Complexity is being added at all levels. “The end of Moore’s Law has meant that designs no longer contain just one or two big processing engines, a big memory and then some other stuff that connects it,” says Nick Heaton, distinguished engineer and SoC verification architect at Cadence. “Today, we have many cores, quite often heterogeneous. There may be domain-specific engines for ML, for graphics, for whatever. Plus, you’re now connecting them together with a piece of IP that is unbelievably complex in scale. This also provides a massive opportunity for alternative architectures. Maybe the memory becomes central, and the processing is in the chiplets. There are different ways of doing that. What people are doing with chiplets today is fairly limited, but who knows where that will go.”

So there is heterogeneous integration in terms of processor domains of computation, and now the industry is about to add heterogeneous integration at the physical level in terms of multi-dies connected within a package, using either 2.5D or 3D integration techniques.

“Multi-die is going to be multi-node,” says Michael Posner, senior director for die-to-die connectivity at Synopsys. “The difficulty is not so much the analysis. It’s going to be the sign-off, specifically for either an organic substrate, or advanced interposer because of the corners. If you think about a single monolithic die, you can characterize your corners. When you go to two dies, you have to do cross corners for full margin analysis. Three dies, and you start to get into the realm of scary. The mixing of technologies is a well-understood problem that has been solved on an individual die basis, but the corner variance problem is new.”

That also will add new physical issues, which in turn create other issues. “One new thing that we are seeing is related to stress that happens when you start stacking chips,” says Sathish Balasubramanian, head of product management and marketing for AMS at Siemens EDA. “It’s not uniform. With HBM memory, people started noticing some performance and some dead-on-arrival chiplets because of stress. If we extend that stacking into the SoC, which is not a repeated structure, it is even worse because it’s not repetitive. It’s more random. So stress is another physical effect that is going to be a big factor. How do you model stress? If I get a stacked die or a stacked chiplet from you, how do I know that everything is satisfied, that I don’t have to worry about stress?”

All of that needs to be better understood. “Packaging requirements are going to introduce other architectural constraints,” says Real Intent’s Narain. “Boundaries are where some physical requirements are going to be abstracted out, and they need to meet some design rules and guidelines. If you don’t meet those rules and guidelines, they will lead to new failure modes. That needs to be verified, and so the failure modes would need to be modeled and analyzed to make sure that they don’t exist.”

---+---

» **Parts of the exercise**:
A. In the passage on chip design complexity, transcribe the words between "So there is" and "3D integration techniques.", inclusive.
B. Decide whether each statement below agrees with the passage on chip design complexity. Answer yes or no for each, and quote the words of the passage that settle it.
(i) Posner identifies analysis as the main difficulty with multi-die designs.
(ii) Balasubramanian reports that, with HBM memory, some chiplets were dead on arrival because of stress.
(iii) Heaton describes current chiplet use as extensive.

» **Rows**:
---+---

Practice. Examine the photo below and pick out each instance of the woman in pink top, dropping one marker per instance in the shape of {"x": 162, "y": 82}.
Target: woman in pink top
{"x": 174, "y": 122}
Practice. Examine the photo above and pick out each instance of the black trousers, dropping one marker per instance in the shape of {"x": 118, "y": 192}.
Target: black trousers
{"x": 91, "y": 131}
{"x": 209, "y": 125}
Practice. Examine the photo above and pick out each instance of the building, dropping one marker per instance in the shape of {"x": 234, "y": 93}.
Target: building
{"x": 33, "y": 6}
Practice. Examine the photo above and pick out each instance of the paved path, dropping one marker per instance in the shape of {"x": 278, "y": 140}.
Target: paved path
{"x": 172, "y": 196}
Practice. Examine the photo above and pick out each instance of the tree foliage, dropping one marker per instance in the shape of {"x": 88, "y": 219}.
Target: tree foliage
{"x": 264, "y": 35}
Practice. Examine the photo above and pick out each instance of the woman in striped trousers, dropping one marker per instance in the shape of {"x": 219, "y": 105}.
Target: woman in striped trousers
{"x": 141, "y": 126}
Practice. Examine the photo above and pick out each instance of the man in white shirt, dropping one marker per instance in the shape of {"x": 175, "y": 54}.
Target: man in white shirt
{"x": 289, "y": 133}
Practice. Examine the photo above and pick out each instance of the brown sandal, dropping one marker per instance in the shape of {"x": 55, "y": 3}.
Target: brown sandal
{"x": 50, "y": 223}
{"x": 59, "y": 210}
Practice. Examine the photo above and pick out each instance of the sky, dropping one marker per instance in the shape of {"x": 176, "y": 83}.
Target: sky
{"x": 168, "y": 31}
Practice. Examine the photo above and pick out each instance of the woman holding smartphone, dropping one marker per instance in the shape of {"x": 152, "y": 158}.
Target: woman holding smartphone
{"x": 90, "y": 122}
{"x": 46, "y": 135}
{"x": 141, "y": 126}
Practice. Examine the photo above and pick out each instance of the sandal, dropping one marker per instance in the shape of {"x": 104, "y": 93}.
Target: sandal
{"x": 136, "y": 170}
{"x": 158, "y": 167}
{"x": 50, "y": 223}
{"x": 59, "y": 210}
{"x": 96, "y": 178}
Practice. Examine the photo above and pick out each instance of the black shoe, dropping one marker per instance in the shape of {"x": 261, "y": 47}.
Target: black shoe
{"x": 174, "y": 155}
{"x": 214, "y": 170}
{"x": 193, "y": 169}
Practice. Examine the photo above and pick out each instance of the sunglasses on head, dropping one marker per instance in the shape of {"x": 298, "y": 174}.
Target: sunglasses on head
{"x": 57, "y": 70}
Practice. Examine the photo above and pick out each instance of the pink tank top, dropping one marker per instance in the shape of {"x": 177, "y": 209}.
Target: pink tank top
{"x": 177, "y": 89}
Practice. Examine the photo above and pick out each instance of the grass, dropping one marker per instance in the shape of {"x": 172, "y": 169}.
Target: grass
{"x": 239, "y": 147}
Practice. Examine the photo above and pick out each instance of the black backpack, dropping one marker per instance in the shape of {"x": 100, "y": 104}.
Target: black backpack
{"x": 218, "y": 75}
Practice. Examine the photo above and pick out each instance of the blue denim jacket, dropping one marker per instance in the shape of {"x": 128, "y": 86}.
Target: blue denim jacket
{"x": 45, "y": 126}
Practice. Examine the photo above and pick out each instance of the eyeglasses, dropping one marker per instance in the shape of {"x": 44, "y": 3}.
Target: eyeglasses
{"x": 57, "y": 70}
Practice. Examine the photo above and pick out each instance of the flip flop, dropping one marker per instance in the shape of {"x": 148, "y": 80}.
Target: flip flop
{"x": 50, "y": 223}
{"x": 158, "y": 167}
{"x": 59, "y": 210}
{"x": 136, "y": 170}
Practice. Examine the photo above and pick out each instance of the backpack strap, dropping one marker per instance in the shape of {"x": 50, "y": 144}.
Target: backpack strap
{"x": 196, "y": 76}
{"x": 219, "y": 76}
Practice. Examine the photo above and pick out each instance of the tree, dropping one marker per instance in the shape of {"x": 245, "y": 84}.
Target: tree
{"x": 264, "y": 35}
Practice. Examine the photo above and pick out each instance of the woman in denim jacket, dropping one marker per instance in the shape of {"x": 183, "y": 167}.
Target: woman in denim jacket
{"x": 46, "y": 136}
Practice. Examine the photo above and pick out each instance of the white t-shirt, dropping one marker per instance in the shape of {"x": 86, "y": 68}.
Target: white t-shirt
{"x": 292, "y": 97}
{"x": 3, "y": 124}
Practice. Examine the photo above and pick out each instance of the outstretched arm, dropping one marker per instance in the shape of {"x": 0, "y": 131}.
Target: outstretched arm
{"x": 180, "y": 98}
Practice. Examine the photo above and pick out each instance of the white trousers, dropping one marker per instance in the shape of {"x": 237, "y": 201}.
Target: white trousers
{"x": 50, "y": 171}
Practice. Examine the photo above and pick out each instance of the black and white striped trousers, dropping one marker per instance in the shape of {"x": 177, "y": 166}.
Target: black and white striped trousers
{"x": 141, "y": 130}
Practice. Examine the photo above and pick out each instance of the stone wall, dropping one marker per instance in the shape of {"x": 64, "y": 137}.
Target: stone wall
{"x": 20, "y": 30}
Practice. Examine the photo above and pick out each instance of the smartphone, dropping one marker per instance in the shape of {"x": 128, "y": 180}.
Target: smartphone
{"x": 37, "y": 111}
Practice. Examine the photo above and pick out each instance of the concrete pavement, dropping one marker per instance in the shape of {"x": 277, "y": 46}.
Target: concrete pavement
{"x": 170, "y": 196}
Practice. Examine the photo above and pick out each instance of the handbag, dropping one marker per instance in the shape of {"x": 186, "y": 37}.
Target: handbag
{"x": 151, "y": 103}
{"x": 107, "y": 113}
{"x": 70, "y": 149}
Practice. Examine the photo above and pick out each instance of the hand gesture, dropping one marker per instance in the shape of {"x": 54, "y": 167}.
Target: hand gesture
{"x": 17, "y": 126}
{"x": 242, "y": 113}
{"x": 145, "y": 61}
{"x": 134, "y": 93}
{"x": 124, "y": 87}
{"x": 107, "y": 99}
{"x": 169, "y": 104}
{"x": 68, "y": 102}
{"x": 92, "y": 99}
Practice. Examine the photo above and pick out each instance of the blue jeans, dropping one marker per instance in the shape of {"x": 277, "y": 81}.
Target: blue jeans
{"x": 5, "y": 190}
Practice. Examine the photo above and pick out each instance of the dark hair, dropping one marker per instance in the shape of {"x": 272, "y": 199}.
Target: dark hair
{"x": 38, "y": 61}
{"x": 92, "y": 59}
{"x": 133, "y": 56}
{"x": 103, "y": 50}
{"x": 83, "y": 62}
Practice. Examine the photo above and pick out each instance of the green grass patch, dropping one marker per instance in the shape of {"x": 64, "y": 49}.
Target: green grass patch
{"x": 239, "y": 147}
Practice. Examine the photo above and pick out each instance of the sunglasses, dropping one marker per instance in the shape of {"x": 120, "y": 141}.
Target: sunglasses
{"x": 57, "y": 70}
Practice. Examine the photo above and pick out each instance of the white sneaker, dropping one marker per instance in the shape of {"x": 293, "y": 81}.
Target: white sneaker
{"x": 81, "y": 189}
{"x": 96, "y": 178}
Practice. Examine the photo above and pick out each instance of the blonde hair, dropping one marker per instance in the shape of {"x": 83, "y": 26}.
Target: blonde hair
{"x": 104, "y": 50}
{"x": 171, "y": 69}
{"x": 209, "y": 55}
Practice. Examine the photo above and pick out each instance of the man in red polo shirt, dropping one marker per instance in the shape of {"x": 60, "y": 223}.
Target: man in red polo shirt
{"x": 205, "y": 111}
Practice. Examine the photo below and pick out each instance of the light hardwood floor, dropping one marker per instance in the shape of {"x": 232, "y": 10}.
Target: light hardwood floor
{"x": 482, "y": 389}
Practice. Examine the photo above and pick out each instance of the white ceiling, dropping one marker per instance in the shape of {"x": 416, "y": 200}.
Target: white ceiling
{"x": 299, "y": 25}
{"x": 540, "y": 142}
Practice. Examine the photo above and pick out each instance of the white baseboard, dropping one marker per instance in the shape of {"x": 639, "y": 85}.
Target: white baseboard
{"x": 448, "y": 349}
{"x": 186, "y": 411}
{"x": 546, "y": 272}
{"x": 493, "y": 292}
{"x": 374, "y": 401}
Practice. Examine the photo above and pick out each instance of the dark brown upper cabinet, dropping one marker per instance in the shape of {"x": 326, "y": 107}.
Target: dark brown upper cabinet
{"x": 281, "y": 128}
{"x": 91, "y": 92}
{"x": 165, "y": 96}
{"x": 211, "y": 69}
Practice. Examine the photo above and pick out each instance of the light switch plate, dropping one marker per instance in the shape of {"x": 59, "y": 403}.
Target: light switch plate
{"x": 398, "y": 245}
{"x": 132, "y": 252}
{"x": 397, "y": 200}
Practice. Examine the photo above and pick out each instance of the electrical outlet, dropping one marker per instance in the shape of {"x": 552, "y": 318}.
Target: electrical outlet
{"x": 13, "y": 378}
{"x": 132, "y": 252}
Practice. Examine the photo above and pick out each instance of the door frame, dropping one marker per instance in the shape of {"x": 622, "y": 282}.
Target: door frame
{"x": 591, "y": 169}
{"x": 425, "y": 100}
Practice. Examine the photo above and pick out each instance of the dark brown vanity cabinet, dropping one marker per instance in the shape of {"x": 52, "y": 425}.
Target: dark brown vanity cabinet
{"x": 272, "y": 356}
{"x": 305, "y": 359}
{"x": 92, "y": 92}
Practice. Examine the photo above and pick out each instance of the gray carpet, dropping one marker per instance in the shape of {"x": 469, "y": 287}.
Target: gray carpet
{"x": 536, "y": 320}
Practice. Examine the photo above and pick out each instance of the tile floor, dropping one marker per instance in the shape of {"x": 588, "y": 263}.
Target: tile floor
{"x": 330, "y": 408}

---+---

» **The results**:
A.
So there is heterogeneous integration in terms of processor domains of computation, and now the industry is about to add heterogeneous integration at the physical level in terms of multi-dies connected within a package, using either 2.5D or 3D integration techniques.

B.
(i) No: "The difficulty is not so much the analysis. It’s going to be the sign-off"
(ii) Yes: "With HBM memory, people started noticing some performance and some dead-on-arrival chiplets because of stress."
(iii) No: "What people are doing with chiplets today is fairly limited"